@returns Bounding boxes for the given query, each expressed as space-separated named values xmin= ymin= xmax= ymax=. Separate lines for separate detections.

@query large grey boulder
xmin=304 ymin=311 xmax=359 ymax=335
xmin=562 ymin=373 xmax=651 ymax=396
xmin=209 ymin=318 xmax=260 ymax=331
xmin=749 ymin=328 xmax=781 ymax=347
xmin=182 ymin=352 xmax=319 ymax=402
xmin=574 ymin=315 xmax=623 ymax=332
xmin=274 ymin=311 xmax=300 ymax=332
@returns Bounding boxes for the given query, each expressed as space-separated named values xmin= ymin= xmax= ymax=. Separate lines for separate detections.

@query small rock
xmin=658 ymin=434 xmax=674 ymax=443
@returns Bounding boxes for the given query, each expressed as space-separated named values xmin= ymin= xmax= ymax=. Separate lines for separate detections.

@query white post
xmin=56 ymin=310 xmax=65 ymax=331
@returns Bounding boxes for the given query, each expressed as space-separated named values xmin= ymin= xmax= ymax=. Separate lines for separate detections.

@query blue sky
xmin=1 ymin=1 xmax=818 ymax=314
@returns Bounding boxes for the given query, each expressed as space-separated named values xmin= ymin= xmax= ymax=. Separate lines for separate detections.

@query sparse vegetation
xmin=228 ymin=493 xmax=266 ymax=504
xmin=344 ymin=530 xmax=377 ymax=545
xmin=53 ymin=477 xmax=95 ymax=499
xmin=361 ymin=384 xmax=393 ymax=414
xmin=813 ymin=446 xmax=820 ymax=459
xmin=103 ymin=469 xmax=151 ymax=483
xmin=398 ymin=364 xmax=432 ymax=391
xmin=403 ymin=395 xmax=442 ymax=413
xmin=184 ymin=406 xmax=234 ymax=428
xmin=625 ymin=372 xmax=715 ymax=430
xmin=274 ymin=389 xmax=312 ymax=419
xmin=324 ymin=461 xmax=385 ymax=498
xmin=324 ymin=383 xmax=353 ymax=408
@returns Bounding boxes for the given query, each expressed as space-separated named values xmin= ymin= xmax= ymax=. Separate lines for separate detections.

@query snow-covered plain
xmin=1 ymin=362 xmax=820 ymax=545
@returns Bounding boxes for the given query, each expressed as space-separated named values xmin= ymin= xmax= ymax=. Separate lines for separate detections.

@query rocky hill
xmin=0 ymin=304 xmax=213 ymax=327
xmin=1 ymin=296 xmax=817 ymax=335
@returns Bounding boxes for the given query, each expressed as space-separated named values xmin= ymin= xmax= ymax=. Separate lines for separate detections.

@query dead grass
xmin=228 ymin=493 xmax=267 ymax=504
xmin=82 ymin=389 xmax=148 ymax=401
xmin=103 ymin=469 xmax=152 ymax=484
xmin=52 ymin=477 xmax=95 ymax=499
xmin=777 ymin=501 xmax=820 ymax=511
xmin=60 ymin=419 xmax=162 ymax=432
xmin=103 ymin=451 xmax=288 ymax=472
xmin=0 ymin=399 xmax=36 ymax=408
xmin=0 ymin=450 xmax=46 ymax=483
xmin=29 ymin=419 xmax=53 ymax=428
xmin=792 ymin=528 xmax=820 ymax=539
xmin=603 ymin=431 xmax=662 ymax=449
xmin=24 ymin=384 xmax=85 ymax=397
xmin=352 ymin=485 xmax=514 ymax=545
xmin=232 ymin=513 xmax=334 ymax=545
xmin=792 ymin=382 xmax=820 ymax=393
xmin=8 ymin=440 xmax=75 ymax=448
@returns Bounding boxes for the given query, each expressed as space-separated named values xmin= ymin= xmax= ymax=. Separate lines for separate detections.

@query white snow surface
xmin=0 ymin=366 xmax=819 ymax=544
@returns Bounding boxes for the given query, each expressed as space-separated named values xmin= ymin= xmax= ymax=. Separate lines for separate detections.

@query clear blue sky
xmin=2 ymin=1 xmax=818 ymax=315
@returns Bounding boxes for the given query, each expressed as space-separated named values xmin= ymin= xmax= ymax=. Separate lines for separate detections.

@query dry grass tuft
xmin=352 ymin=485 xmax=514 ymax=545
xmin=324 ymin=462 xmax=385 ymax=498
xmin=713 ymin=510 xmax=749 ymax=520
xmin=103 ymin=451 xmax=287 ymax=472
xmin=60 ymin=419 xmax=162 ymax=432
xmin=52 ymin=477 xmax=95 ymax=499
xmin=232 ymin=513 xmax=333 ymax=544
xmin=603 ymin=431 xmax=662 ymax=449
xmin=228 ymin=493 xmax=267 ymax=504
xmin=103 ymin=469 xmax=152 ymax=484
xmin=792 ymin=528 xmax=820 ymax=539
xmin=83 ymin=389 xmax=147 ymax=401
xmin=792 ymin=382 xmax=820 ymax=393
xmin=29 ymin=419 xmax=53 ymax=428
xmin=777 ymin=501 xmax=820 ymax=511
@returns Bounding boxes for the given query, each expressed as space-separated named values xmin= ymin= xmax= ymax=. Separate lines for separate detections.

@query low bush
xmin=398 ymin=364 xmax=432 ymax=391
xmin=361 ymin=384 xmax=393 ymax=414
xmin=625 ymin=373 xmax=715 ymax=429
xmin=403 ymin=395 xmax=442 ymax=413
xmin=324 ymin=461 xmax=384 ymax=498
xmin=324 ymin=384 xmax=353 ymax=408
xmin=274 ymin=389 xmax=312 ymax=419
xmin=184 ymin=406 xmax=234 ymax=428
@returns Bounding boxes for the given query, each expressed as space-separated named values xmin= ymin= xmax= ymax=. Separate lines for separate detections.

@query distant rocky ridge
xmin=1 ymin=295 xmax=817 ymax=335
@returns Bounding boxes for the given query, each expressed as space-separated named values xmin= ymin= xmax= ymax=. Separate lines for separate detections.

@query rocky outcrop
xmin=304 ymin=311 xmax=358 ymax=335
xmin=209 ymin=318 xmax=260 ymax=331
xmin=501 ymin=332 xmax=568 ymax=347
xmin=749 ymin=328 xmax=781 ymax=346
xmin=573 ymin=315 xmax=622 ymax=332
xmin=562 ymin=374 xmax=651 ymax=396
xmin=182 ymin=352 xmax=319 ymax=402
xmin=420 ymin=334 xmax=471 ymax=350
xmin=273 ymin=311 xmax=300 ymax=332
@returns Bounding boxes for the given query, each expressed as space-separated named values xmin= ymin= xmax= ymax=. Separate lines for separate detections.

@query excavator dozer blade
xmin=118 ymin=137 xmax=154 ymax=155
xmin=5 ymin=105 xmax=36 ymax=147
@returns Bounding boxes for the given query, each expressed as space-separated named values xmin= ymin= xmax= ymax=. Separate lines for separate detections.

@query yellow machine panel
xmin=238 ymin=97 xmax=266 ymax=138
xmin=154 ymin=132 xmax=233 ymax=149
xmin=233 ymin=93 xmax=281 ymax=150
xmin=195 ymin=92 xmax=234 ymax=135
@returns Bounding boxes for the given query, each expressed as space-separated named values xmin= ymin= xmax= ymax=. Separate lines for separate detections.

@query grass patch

--------------------------------------------------

Output the line containing "yellow machine panel" and each line after it through the close of the entries, unchanged and with no other lines.

@query yellow machine panel
xmin=238 ymin=97 xmax=266 ymax=138
xmin=154 ymin=132 xmax=233 ymax=149
xmin=233 ymin=93 xmax=281 ymax=150
xmin=195 ymin=92 xmax=234 ymax=135
@returns Bounding boxes for the given query, each expressed as space-separated named values xmin= ymin= xmax= ymax=. Separate lines for separate detections.

@query grass patch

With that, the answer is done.